Notes: XIP – Automated rhetorical parsing of scientific metadiscourse

Reference: Simsek, D., Buckingham Shum, S., Sandor, A., De Liddo, A., & Ferguson, R. (2013). XIP Dashboard: visual analytics from automated rhetorical parsing of scientific metadiscourse. In: 1st International Workshop on Discourse-Centric Learning Analytics, 8 Apr 2013, Leuven, Belgium.

Background:

Learners should have the ability to critically evaluate research articles and be able to identify the claims and ideas in scientific literature.

Purpose:

  • Automating analysis of research articles to identify evolution of ideas and findings.
  • Describing the Xerox Incremental Parser (XIP) which identifies rhetorically significant structures from research text.
  • Designing a visual analytics dashboard to provide overviews of the student corpus.

Method:

  • Argumentative Zoning (AZ) to annotate moves in research articles by Simone Teufel.
  • Rhetorical moves tagged by XIP – partly overlap and partly different from AZ scheme: SUMMARIZING, BACKGROUND KNOWLEDGE, CONTRASTING IDEAS, NOVELTY, SIGNIFICANCE, SURPRISE, OPEN QUESTION, GENERALIZING
  • Sample discourse moves:
    • Summarizing: “The purpose of this article….”
    • Contrasting ideas: “With an absence of detailed work…”

_Entries shown_:

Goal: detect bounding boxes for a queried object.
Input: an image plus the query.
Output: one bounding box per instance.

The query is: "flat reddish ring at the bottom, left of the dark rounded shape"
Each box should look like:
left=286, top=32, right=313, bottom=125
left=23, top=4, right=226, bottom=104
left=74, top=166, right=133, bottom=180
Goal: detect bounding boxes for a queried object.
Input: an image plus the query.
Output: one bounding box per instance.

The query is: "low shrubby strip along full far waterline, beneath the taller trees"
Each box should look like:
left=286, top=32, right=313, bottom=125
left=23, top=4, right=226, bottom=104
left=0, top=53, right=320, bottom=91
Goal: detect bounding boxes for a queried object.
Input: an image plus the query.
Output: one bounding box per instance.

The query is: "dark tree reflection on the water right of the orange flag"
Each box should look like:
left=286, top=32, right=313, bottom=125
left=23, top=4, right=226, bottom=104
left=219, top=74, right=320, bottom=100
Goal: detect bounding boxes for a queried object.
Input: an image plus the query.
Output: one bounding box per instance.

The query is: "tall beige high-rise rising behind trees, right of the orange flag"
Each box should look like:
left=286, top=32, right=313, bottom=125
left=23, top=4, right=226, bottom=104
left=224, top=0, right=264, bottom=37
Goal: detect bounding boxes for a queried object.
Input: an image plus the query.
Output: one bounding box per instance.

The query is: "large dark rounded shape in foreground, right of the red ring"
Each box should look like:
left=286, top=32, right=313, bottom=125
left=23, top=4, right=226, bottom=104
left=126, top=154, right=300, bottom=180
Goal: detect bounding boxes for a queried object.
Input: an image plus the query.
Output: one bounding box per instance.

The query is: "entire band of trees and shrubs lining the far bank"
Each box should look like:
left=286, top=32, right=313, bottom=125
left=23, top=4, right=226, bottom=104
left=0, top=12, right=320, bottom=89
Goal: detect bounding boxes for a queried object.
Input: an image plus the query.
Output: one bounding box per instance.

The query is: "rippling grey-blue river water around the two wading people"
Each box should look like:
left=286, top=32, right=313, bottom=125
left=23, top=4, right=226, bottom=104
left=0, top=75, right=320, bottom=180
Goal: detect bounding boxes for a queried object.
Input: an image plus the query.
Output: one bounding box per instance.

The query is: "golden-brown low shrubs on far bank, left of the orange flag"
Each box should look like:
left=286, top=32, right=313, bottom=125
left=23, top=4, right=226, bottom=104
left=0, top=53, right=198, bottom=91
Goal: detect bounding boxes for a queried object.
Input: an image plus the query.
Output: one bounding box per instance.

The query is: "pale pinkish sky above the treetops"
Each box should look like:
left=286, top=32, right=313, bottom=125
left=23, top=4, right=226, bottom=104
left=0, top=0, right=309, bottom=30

_Task directions_: Repeat verbatim the passage of the XIP parsing notes from "Notes: XIP –" up to and including "from research text.".

_Exercise output_:
Notes: XIP – Automated rhetorical parsing of scientific metadiscourse

Reference: Simsek, D., Buckingham Shum, S., Sandor, A., De Liddo, A., & Ferguson, R. (2013). XIP Dashboard: visual analytics from automated rhetorical parsing of scientific metadiscourse. In: 1st International Workshop on Discourse-Centric Learning Analytics, 8 Apr 2013, Leuven, Belgium.

Background:

Learners should have the ability to critically evaluate research articles and be able to identify the claims and ideas in scientific literature.

Purpose:

  • Automating analysis of research articles to identify evolution of ideas and findings.
  • Describing the Xerox Incremental Parser (XIP) which identifies rhetorically significant structures from research text.